_GIVEN INSTRUCTION_
Please copy the stretch of the tax withholding passage from "Tax withholding refers" through "them avoid penalties.", word for word.

_DOCUMENT EXCERPT_
______
Tax withholding refers to the money an employer withholds from each employee’s paycheck. Both federal and state taxes are collected on a pay-as-you-go basis. The employer pays this tax directly to the government on the employee’s behalf. Because taxes are paid throughout the year, withholding can give taxpayers a better idea of what to expect at tax time and help them avoid penalties.

At year-end, employers file a Form W-2 for each employee, which shows the total wages paid and federal, state and local income taxes withheld over the past year. According to the IRS, the amount withheld for federal taxes is dependent on:

  • The amount of money an employee earns
  • How the employee fills out Form W-4

Understanding Form W-4

Form W-4 is an IRS document that an employee fills out when starting a new job. In most cases, the employer provides this form. Employees may be required to complete two Form W-4s if they are subject to both federal- and state-level tax withholdings. The information collected from Form W-4 tells the employer how much to withhold from an employee’s paycheck. This information may include:

  • Filing status: The employee indicates whether they are single, married and filing jointly, the head of a household, married and filing separately, or a qualifying widow(er).
  • Number of jobs held and spouse’s employment status: An employee who holds more than one job or whose spouse holds a job and files jointly can also indicate this on Form W-4 to get the right withholding amount. 
  • Number of dependents: An employee can claim dependents, including qualifying children, if they earn less than $200,000 per year (or less than $400,000 if married and filing jointly).
______
_RAW DATA_
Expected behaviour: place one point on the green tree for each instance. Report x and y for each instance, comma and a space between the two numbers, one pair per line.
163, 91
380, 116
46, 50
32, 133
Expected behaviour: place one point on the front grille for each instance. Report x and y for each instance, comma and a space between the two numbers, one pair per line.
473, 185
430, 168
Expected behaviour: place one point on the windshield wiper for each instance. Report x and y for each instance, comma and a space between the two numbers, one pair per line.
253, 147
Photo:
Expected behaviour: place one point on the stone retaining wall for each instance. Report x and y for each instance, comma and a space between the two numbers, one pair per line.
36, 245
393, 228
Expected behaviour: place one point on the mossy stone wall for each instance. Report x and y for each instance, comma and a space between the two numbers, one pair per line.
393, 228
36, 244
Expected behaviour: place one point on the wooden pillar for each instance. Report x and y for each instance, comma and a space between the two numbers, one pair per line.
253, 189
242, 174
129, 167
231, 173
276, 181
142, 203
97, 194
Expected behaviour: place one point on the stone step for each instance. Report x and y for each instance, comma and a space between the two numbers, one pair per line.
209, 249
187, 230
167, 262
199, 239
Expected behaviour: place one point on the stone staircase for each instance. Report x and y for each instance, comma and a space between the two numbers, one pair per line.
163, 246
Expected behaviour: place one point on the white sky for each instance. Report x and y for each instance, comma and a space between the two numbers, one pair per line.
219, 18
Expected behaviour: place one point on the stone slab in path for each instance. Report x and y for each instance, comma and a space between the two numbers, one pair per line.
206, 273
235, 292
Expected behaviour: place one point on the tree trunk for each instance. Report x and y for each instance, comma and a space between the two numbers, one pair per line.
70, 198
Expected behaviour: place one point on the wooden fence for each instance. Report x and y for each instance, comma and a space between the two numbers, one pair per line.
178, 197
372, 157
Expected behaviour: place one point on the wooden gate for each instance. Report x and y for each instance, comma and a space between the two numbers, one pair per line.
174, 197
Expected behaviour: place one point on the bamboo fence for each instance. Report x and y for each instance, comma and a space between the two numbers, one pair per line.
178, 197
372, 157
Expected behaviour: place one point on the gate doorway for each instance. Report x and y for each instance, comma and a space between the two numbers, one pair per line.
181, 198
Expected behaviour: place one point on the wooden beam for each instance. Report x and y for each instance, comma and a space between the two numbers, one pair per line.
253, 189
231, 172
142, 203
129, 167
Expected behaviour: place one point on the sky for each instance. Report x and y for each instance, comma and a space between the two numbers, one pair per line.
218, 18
______
_RESPONSE TO THE EXERCISE_
Tax withholding refers to the money an employer withholds from each employee’s paycheck. Both federal and state taxes are collected on a pay-as-you-go basis. The employer pays this tax directly to the government on the employee’s behalf. Because taxes are paid throughout the year, withholding can give taxpayers a better idea of what to expect at tax time and help them avoid penalties.